Extracted text:
— Begin —
So we have the training data set. This is the actual training data fed into your neural network from the bottom up. And that’s what we actually train the network on, right? And then as we’re training each epoch, we can evaluate the results of that network against an evaluation data set. So basically, that’s a set of the training set that’s set aside to evaluate the results and the accuracy of your model as it’s being trained. And then we can also have a testing data set that lives outside of all of that. So once we have a fully trained model, we can then use our testing data set to evaluate the complete finished model, if you will. So again, if you’re seeing your training accuracy being a lot more than the accuracy measured against your evaluation data or your testing data at the end, that probably means you’re overfitting to the training data. This graph on the right here makes it a little bit more easy to understand. So imagine I’m trying to build a model that just separates out things that are blue from things that are red here.
So if you eyeball this data, your brain can pretty much figure out that there’s probably this curve that kind of separates where the bluish stuff is and where the reddish stuff is, right? But in the real world, data is messy. There’s a little bit of noise there too. So if a model were overfitting, it might actually learn that green curve there that’s actually snaking in and out of all the data to try to fit that training data exactly. But you know that’s just noise, right? I mean, just looking at it, your brain knows that that’s not correct, but your neural network doesn’t really have that intuition built into it. So we need regularization techniques to sort of prevent that from happening, to prevent a neural network or any machine learning model from curving and undulating and sort of making these higher frequency pass out of the way to overfit its data to its model. All right, that’s what overfitting. It’s a good way to generalize it. The socalled correct answer.
— End —
Record extracts:
— Begin —
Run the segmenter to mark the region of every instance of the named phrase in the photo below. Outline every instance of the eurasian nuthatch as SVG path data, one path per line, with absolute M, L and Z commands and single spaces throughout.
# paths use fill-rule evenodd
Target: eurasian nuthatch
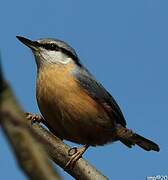
M 43 118 L 61 139 L 83 144 L 68 164 L 89 146 L 121 141 L 146 151 L 159 151 L 154 142 L 126 128 L 124 116 L 109 92 L 81 64 L 75 50 L 57 39 L 31 41 L 37 64 L 36 97 Z

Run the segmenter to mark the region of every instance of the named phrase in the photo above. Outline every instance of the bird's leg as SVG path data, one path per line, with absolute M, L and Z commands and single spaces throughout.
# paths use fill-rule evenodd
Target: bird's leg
— End —
Required work: Copy out the overfitting passage above in full, word for word.

Answer:
So we have the training data set. This is the actual training data fed into your neural network from the bottom up. And that’s what we actually train the network on, right? And then as we’re training each epoch, we can evaluate the results of that network against an evaluation data set. So basically, that’s a set of the training set that’s set aside to evaluate the results and the accuracy of your model as it’s being trained. And then we can also have a testing data set that lives outside of all of that. So once we have a fully trained model, we can then use our testing data set to evaluate the complete finished model, if you will. So again, if you’re seeing your training accuracy being a lot more than the accuracy measured against your evaluation data or your testing data at the end, that probably means you’re overfitting to the training data. This graph on the right here makes it a little bit more easy to understand. So imagine I’m trying to build a model that just separates out things that are blue from things that are red here.
So if you eyeball this data, your brain can pretty much figure out that there’s probably this curve that kind of separates where the bluish stuff is and where the reddish stuff is, right? But in the real world, data is messy. There’s a little bit of noise there too. So if a model were overfitting, it might actually learn that green curve there that’s actually snaking in and out of all the data to try to fit that training data exactly. But you know that’s just noise, right? I mean, just looking at it, your brain knows that that’s not correct, but your neural network doesn’t really have that intuition built into it. So we need regularization techniques to sort of prevent that from happening, to prevent a neural network or any machine learning model from curving and undulating and sort of making these higher frequency pass out of the way to overfit its data to its model. All right, that’s what overfitting. It’s a good way to generalize it. The socalled correct answer.